• About this exercise:
Once the pictures are removed, return each record below exactly as written.

• Data:

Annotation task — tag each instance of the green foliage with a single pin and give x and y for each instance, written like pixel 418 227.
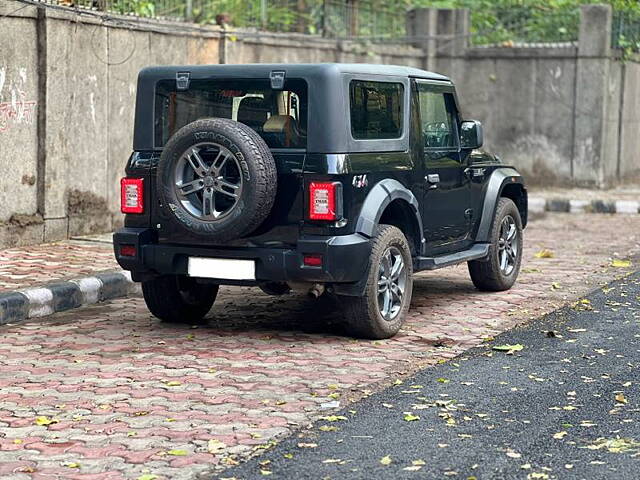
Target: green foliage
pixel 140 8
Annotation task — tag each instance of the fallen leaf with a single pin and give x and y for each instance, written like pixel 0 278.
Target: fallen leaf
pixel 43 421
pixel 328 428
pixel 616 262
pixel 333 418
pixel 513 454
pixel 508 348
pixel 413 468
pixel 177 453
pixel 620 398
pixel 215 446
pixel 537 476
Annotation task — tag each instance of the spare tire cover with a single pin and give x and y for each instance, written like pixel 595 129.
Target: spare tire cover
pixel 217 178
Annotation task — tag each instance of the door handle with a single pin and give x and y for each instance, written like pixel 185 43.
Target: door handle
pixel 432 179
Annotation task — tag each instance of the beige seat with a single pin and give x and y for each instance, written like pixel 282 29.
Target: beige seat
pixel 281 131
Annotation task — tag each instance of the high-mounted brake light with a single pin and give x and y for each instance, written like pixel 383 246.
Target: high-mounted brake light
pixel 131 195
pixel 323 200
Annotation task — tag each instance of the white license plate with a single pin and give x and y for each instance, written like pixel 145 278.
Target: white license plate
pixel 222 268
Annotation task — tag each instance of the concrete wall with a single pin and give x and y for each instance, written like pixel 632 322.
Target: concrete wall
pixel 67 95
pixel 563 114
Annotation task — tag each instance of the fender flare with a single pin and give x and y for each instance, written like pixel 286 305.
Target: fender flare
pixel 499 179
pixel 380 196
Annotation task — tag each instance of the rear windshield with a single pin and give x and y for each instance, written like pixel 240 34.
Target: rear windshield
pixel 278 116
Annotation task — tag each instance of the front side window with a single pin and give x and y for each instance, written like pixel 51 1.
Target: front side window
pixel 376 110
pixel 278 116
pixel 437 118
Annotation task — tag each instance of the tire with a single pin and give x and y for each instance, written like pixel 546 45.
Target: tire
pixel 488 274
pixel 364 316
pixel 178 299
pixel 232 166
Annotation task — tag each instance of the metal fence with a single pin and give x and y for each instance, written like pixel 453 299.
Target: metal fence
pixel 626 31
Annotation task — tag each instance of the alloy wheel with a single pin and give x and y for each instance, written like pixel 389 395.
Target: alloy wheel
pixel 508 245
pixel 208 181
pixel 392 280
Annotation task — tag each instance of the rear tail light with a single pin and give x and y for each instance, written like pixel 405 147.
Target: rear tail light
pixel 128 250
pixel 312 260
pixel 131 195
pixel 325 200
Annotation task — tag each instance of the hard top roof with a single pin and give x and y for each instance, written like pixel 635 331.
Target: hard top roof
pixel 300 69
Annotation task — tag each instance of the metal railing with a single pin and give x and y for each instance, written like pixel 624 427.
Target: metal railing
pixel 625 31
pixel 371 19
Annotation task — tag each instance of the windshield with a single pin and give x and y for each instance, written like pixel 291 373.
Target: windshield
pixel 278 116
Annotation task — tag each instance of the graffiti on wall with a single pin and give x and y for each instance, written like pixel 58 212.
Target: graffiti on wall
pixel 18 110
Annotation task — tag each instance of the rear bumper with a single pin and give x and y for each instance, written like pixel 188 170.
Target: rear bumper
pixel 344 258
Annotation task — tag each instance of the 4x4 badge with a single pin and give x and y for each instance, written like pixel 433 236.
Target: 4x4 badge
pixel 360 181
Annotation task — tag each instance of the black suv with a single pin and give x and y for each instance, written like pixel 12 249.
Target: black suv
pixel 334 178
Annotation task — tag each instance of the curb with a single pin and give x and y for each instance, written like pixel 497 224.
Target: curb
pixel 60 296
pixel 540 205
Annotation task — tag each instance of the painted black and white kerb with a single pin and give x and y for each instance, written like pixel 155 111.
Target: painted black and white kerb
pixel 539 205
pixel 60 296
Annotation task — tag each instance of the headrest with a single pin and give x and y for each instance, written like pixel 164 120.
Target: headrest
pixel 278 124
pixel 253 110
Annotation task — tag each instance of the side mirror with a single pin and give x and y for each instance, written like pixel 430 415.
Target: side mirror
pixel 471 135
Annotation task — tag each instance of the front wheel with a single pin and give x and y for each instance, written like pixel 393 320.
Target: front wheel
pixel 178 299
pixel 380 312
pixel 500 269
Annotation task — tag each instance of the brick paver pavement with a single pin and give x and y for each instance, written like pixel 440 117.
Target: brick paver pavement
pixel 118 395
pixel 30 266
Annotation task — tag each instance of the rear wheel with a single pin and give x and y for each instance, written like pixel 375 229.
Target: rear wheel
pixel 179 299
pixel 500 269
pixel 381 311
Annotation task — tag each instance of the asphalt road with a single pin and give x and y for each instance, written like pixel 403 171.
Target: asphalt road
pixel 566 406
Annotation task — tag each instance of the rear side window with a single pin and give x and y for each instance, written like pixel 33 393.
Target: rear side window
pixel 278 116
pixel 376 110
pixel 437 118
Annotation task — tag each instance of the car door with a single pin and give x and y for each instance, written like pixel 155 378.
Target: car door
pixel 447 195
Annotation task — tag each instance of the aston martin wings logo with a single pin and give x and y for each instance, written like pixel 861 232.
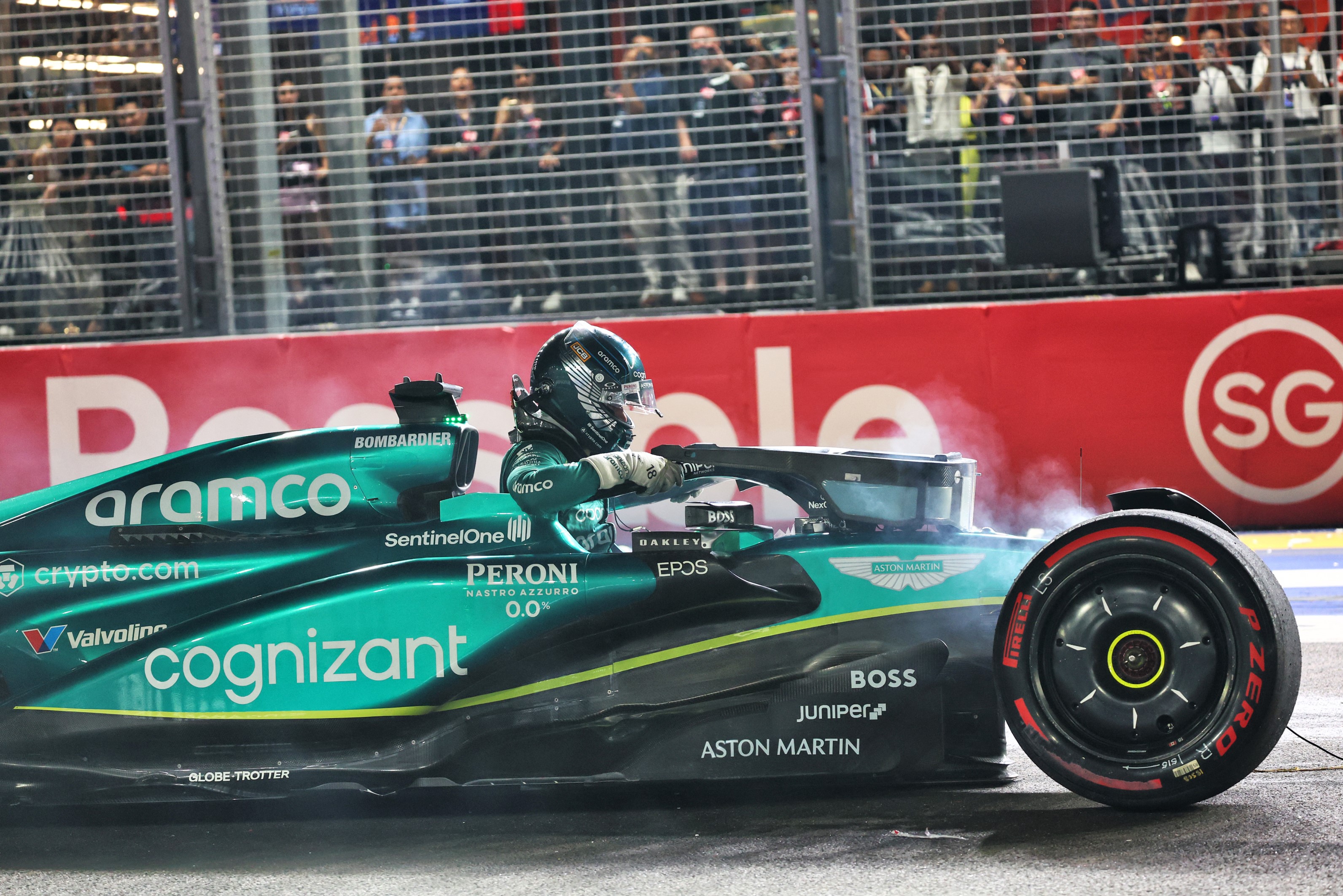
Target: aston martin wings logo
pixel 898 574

• Answer space:
Annotation task — tag each instance of the green foliage with a single pin and give x and y for each instance, written like pixel 418 227.
Target: green foliage
pixel 140 8
Annotation task — tag each instance of the fallen leaf with a single pin and give x and y for each instance, written like pixel 0 278.
Target: fallen leaf
pixel 43 421
pixel 328 428
pixel 616 262
pixel 333 418
pixel 513 454
pixel 508 348
pixel 413 468
pixel 177 453
pixel 620 398
pixel 215 446
pixel 537 476
Annotation task — tag each instance of the spare tire cover with a single pin and give x and y for each instance, written like pixel 595 129.
Target: spare tire cover
pixel 217 178
Annotation task — tag each instance of the door handle with a single pin and give x and y for each instance, written like pixel 185 43.
Target: door handle
pixel 432 179
Annotation task — tag each instance of the beige seat with a single pin and give x and y for each instance, written like pixel 282 29.
Target: beige seat
pixel 281 131
Annotation task — tag each instance of the high-mounted brake light with a single pin and give x and y for each instance, written like pixel 383 246.
Target: high-mounted brake light
pixel 131 195
pixel 323 200
Annotation task — tag each instance of the white license plate with a single pin and give x and y for each instance, written like pixel 145 278.
Target: white license plate
pixel 222 268
Annotation task — tag each instance of the concrete wall with a single pin and give x and y for each instance, written like pixel 632 322.
Target: concrete wall
pixel 67 95
pixel 563 114
Annotation task — tag each instance of the fender flare with a single pin and give x and y for each instance, written like pixel 286 305.
Target: fender flare
pixel 499 179
pixel 380 196
Annotation task — tag each instance of the rear windshield with a single pin and give x and y for each instance, written like pixel 240 34.
Target: rear windshield
pixel 278 116
Annotation task — tag each instance of the front side window with a single pin and give x and y for each instance, written like pixel 51 1.
Target: front side window
pixel 376 110
pixel 278 116
pixel 437 118
Annotation task — tag each instance of the tire with a single pin and give x and y for each instance, written like pixel 546 45.
Target: tire
pixel 488 274
pixel 364 316
pixel 178 299
pixel 232 166
Annotation task — tag each instance of the metal fence with a single pin and give x and y for each instance, written like pixel 453 299.
Target: metal fence
pixel 626 31
Annotation task — tag each instance of the alloy wheel with a single pin and give x and y for each instance, written like pixel 389 395.
Target: alloy wheel
pixel 508 245
pixel 208 181
pixel 392 280
Annotation task — tag each instance of the rear tail light with a single pin and give x and y for each instance, written like pixel 405 147.
Target: rear tail light
pixel 128 250
pixel 312 260
pixel 131 195
pixel 325 200
Annotation task — tag each instance of the hard top roof with a single pin and give x and y for each instance, written like pixel 635 331.
Target: hard top roof
pixel 300 69
Annotation task — tag each instance of the metal railing with a single pin and give x and y for each instance, written like pixel 624 427.
Target: metal railing
pixel 625 31
pixel 371 19
Annotation task — tag each instance of the windshield with a single pin and give x and y for each instance, written like pixel 291 373.
Target: windshield
pixel 278 116
Annotation task — tag each instance of the graffiti on wall with a single pin and give x and y for each instance, written like pixel 58 212.
Target: graffiti on wall
pixel 18 110
Annotation task — tag each instance of the rear bumper with a single pin and give x and y for each instance, written like pixel 188 170.
Target: rear bumper
pixel 344 258
Annotation task — tag each instance of the 4x4 badge with a single pin and give x and y for each instance, written like pixel 433 236.
Target: 4x4 badge
pixel 360 181
Annotation task — tag each instance of the black suv with a single pin and give x and y for each instance, written like pixel 12 249.
Target: black suv
pixel 334 178
Annotation task — tag each instance of the curb with a single pin and give x and y for each instance, written like pixel 497 224.
Target: curb
pixel 60 296
pixel 540 205
Annotation task — tag each instance of the painted black and white kerb with a single pin and give x and y for each instance, written like pixel 155 111.
Target: painted black and white kerb
pixel 539 205
pixel 60 296
Annotation task — tag each instance of the headrest with a single pin and give x and y for each instance, written like pixel 164 120.
Target: headrest
pixel 278 124
pixel 253 110
Annotation task — tag each instance of the side mirror with a single pin and give x and y for each instance, written like pixel 430 415.
Target: side mirror
pixel 471 135
Annotation task — tag each instance of the front wheel with a single pin and give x and y for each instance, written like pixel 393 320.
Target: front wheel
pixel 178 299
pixel 380 312
pixel 500 269
Annotation task — tag each instance of the brick paver pavement with a single pin and give x and y for each instance, written like pixel 440 117.
Target: brick paver pavement
pixel 118 395
pixel 30 266
Annotation task — tag each instance of the rear wheel with a single pin and give x and y for each instance, written like pixel 375 229.
Target: rear wheel
pixel 179 299
pixel 500 269
pixel 381 311
Annotation task — tag each instance of the asphalt road with a single pin and give x and y for each instance, written like pixel 403 171.
Target: asphalt road
pixel 566 406
Annotation task — tag each instance of the rear side window with a single pin and give x and y for each instance, written like pixel 33 393.
Target: rear side window
pixel 278 116
pixel 376 110
pixel 437 118
Annotation task — tag each instance of the car door with a single pin and give x and y for each instance, written like pixel 155 378.
Target: car door
pixel 447 195
Annotation task — tag each instance of the aston martin wings logo with a single pin and give x and y for each instance, written like pixel 861 232.
Target: aston martin wings logo
pixel 898 574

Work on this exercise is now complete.